**Job:**
Pick out every line in the records below that contains the word "item" and copy each of those lines.

====

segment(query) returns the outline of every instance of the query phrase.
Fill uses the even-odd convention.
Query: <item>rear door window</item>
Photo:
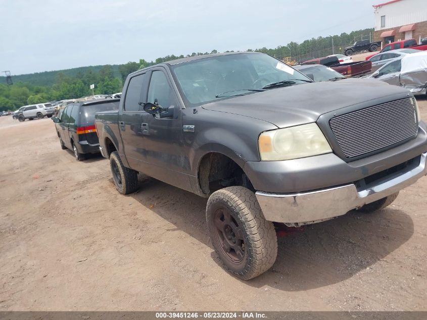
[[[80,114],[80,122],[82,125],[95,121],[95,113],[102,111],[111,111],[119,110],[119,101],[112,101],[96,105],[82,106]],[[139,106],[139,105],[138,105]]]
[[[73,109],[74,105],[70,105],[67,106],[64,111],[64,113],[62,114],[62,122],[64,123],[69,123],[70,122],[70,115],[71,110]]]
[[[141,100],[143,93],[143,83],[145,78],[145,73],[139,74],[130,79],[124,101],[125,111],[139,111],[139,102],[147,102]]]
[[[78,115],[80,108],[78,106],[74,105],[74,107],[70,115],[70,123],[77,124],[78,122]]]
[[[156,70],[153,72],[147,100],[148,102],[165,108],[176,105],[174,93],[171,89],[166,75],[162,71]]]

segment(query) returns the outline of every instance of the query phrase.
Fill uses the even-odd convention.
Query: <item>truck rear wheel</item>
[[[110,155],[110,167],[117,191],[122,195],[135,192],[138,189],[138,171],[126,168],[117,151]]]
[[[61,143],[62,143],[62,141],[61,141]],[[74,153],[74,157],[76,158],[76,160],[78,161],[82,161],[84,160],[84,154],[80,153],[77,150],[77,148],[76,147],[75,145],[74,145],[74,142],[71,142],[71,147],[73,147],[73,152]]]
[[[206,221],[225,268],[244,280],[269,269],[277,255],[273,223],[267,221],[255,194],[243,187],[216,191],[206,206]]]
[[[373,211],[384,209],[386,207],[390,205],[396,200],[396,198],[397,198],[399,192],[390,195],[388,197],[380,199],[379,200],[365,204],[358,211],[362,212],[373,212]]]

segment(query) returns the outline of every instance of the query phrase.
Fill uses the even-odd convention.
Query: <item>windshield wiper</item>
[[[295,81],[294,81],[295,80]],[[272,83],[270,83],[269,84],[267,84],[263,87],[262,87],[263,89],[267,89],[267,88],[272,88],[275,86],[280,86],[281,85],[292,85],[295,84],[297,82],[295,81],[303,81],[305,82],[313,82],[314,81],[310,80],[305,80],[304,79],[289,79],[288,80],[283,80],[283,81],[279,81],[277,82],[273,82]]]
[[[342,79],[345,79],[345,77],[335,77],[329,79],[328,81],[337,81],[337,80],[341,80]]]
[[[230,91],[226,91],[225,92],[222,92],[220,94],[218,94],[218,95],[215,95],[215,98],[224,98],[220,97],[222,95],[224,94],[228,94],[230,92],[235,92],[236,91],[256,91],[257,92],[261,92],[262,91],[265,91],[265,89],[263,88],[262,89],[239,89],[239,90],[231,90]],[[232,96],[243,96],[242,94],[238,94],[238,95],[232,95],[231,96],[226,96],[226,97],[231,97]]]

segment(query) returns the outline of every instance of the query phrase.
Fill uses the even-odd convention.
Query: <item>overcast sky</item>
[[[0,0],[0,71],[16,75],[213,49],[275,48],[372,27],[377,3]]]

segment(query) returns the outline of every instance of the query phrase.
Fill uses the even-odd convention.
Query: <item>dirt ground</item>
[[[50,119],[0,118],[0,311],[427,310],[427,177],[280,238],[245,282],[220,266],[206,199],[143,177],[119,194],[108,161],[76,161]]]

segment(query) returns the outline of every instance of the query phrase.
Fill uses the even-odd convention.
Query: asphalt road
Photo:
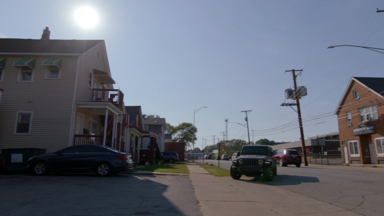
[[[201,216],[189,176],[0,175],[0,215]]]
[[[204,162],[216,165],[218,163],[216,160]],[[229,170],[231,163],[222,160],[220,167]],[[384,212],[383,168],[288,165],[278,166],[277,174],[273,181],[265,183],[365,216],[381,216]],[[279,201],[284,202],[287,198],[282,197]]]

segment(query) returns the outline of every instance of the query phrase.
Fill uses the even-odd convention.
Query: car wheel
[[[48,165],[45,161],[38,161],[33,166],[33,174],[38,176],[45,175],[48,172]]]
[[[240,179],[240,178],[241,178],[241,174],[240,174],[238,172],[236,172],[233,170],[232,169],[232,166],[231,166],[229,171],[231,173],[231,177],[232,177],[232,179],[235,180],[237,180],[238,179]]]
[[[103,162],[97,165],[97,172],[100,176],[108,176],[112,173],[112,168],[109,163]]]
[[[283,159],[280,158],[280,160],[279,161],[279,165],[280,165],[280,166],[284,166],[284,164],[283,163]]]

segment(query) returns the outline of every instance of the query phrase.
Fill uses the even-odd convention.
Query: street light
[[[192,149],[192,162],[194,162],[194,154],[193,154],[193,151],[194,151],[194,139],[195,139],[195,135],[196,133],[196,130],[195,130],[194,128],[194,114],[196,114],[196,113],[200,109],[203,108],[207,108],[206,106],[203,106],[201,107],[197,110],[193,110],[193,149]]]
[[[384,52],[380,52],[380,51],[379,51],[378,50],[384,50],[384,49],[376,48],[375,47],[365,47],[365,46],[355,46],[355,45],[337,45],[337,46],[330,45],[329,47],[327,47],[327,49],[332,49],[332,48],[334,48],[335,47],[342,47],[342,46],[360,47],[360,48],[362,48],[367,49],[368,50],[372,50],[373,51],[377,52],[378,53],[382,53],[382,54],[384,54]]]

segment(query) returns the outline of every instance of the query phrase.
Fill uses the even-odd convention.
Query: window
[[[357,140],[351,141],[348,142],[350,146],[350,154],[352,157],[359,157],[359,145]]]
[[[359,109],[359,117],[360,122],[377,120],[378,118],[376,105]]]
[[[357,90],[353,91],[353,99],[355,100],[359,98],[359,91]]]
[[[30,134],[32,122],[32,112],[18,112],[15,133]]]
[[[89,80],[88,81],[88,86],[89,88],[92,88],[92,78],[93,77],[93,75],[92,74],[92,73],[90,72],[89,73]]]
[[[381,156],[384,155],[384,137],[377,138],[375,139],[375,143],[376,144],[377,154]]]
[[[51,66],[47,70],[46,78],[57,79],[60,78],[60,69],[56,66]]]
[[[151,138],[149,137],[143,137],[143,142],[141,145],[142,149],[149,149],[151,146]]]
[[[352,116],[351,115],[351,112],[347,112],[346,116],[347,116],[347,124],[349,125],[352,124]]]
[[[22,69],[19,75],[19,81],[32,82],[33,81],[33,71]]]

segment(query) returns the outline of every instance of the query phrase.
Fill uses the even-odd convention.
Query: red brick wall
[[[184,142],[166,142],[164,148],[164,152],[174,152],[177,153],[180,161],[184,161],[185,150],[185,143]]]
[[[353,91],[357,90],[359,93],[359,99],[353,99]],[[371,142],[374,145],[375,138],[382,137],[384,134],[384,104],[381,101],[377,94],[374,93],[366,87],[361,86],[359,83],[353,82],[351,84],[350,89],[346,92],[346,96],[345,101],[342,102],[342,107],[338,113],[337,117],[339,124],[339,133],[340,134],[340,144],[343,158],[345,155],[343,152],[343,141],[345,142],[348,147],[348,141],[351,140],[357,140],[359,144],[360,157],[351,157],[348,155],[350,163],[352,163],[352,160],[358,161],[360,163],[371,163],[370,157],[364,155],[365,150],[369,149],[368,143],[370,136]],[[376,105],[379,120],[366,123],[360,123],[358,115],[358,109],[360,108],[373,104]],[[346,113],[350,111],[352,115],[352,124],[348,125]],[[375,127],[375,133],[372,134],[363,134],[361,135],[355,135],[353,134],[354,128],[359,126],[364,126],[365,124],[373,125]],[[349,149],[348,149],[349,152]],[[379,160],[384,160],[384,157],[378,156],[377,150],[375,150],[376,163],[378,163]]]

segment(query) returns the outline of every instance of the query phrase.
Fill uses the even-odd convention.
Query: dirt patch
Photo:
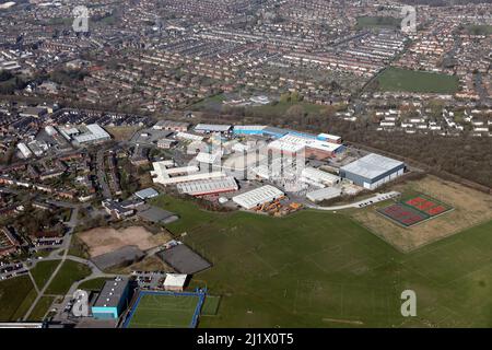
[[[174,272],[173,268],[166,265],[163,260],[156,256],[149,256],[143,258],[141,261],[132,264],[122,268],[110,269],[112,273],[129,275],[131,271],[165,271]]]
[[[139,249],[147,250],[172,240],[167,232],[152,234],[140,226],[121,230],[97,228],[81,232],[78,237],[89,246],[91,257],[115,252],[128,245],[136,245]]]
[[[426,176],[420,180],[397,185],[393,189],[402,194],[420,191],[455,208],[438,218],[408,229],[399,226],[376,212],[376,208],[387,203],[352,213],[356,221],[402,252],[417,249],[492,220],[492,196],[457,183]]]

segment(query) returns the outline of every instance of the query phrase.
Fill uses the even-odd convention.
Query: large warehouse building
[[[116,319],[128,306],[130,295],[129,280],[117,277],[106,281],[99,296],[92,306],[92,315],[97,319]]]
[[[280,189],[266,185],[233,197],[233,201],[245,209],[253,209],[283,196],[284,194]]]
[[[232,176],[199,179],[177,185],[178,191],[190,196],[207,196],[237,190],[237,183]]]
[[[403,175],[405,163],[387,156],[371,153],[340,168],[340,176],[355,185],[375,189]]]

====

**Solution for this problem:**
Query: <item>rear door window</item>
Query: <item>truck rear wheel</item>
Query: <item>windshield wiper</item>
Query: <item>overcast sky</item>
Query: <item>dirt ground</item>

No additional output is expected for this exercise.